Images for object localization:
----------------------------------------
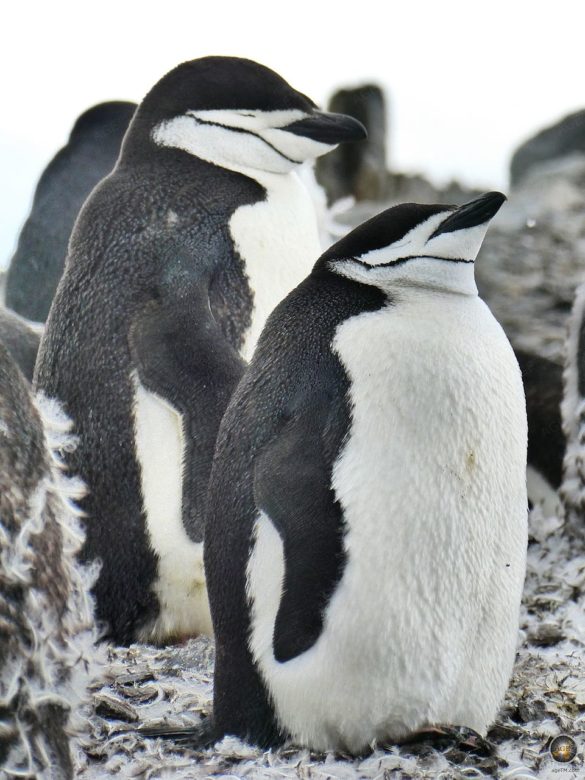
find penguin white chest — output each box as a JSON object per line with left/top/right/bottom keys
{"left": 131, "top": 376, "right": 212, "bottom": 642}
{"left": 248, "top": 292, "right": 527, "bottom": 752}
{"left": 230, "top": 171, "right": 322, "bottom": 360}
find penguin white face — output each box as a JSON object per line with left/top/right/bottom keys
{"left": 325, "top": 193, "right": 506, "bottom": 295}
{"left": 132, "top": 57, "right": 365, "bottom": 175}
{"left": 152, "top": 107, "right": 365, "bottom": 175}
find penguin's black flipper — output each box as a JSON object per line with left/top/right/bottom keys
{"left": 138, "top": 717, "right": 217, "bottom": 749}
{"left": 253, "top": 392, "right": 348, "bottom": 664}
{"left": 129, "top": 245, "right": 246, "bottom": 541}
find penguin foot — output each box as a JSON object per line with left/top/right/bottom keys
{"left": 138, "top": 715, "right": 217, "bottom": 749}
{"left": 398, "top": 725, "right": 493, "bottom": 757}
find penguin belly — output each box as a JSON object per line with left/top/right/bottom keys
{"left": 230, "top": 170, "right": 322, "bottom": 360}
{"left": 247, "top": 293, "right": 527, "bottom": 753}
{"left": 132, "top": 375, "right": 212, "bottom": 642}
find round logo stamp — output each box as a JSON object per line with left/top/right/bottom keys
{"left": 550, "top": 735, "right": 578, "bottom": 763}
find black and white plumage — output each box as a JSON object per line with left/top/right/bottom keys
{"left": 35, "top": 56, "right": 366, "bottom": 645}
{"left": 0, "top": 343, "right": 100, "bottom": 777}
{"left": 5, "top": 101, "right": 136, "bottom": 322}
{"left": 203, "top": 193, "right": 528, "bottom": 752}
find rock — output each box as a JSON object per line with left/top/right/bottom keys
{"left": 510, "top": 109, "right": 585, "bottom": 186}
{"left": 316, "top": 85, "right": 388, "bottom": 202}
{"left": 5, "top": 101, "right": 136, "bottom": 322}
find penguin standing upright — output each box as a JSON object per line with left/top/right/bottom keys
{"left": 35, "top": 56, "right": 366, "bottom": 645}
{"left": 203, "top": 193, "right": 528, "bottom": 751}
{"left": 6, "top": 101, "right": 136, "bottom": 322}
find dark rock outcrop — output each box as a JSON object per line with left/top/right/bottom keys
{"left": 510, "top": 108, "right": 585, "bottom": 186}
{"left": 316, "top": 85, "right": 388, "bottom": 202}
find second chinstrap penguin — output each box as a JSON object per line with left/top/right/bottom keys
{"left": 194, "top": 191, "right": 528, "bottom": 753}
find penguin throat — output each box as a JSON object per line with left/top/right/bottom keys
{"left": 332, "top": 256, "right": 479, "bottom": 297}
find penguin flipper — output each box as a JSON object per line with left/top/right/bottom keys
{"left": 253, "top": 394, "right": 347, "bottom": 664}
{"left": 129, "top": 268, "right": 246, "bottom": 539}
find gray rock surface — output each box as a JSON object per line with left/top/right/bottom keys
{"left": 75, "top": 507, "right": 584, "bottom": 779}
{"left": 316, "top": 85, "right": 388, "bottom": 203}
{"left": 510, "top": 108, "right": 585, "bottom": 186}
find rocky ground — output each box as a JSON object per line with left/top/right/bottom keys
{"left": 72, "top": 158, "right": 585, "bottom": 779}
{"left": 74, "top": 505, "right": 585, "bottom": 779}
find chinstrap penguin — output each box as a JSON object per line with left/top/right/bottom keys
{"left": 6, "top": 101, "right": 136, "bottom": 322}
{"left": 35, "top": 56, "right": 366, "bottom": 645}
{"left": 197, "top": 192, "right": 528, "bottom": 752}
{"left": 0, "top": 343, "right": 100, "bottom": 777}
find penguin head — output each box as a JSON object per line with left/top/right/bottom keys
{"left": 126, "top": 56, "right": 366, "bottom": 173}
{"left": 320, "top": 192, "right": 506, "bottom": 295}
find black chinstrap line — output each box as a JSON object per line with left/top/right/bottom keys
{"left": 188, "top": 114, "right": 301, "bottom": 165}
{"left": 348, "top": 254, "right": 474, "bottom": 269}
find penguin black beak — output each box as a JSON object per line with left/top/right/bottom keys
----------------------------------------
Could you copy the data above exactly, leaving the pictures out?

find penguin white chest — output each box as a JSON object per line with left/top/right/bottom keys
{"left": 131, "top": 376, "right": 212, "bottom": 642}
{"left": 248, "top": 292, "right": 527, "bottom": 752}
{"left": 230, "top": 171, "right": 322, "bottom": 360}
find penguin white face — output each box as a JSON object per line with left/top/right/bottom keys
{"left": 325, "top": 193, "right": 506, "bottom": 295}
{"left": 132, "top": 57, "right": 365, "bottom": 175}
{"left": 152, "top": 107, "right": 365, "bottom": 175}
find penguin's black flipper — output each box as a JSON object per line with left/top/right/bottom keys
{"left": 138, "top": 717, "right": 217, "bottom": 749}
{"left": 253, "top": 392, "right": 348, "bottom": 664}
{"left": 129, "top": 245, "right": 246, "bottom": 541}
find penguin foot — output each box as a JSON object per line with left/top/right/bottom keys
{"left": 138, "top": 715, "right": 217, "bottom": 749}
{"left": 398, "top": 725, "right": 493, "bottom": 757}
find penguin belly — output each box as a JSON object per line with left/top/right/bottom keys
{"left": 230, "top": 170, "right": 322, "bottom": 360}
{"left": 247, "top": 293, "right": 527, "bottom": 753}
{"left": 132, "top": 375, "right": 212, "bottom": 642}
find round logo stamp — output each box as a JSON object per line with left/top/right/bottom keys
{"left": 550, "top": 735, "right": 578, "bottom": 763}
find black and white plumage — output each box as a JSON object per line with left/top/right/bottom keys
{"left": 35, "top": 56, "right": 366, "bottom": 645}
{"left": 0, "top": 343, "right": 100, "bottom": 777}
{"left": 5, "top": 101, "right": 136, "bottom": 322}
{"left": 203, "top": 193, "right": 528, "bottom": 752}
find rock — output each box as a JSON object per line with left/top/right/bottom keys
{"left": 510, "top": 109, "right": 585, "bottom": 186}
{"left": 316, "top": 85, "right": 388, "bottom": 202}
{"left": 5, "top": 101, "right": 136, "bottom": 322}
find penguin standing upright — output each box as a JSON object per line with left/top/right/bottom keys
{"left": 35, "top": 56, "right": 366, "bottom": 645}
{"left": 203, "top": 193, "right": 528, "bottom": 751}
{"left": 6, "top": 101, "right": 136, "bottom": 322}
find dark rock outcrop — output each box as a JSON object per line with left/top/right/bottom keys
{"left": 510, "top": 108, "right": 585, "bottom": 186}
{"left": 316, "top": 85, "right": 388, "bottom": 202}
find second chinstrap penguin — output each box as a JSON object per line with left/top/right/bottom keys
{"left": 194, "top": 191, "right": 528, "bottom": 753}
find penguin throat — output each box as a JSON object per line with left/top/right/bottom keys
{"left": 332, "top": 256, "right": 479, "bottom": 297}
find penguin flipper — output each box as a JSON object per line with left/top/right/bottom keys
{"left": 253, "top": 394, "right": 347, "bottom": 664}
{"left": 129, "top": 268, "right": 246, "bottom": 539}
find gray rock surface — output each box as a JSON object per line with left/top/right/bottom keys
{"left": 75, "top": 507, "right": 584, "bottom": 779}
{"left": 316, "top": 85, "right": 388, "bottom": 203}
{"left": 510, "top": 108, "right": 585, "bottom": 186}
find rocky ground — output each box as a JSON object per line with left/top/right/bottom keys
{"left": 72, "top": 158, "right": 585, "bottom": 779}
{"left": 74, "top": 505, "right": 585, "bottom": 779}
find chinstrap penguin — output each box as a JSON object per line with left/top/right/bottom keys
{"left": 6, "top": 101, "right": 136, "bottom": 322}
{"left": 35, "top": 56, "right": 366, "bottom": 645}
{"left": 197, "top": 192, "right": 528, "bottom": 752}
{"left": 0, "top": 343, "right": 100, "bottom": 777}
find penguin head — output each box as a JSON object per line with left/top/right/bottom keys
{"left": 126, "top": 56, "right": 366, "bottom": 173}
{"left": 320, "top": 192, "right": 506, "bottom": 295}
find black chinstrap line — output each box as a JSON object per line with left/top/right/bottom keys
{"left": 188, "top": 114, "right": 301, "bottom": 165}
{"left": 348, "top": 254, "right": 474, "bottom": 269}
find penguin black beak — output each box as a JSON object per line with left/top/right/bottom keys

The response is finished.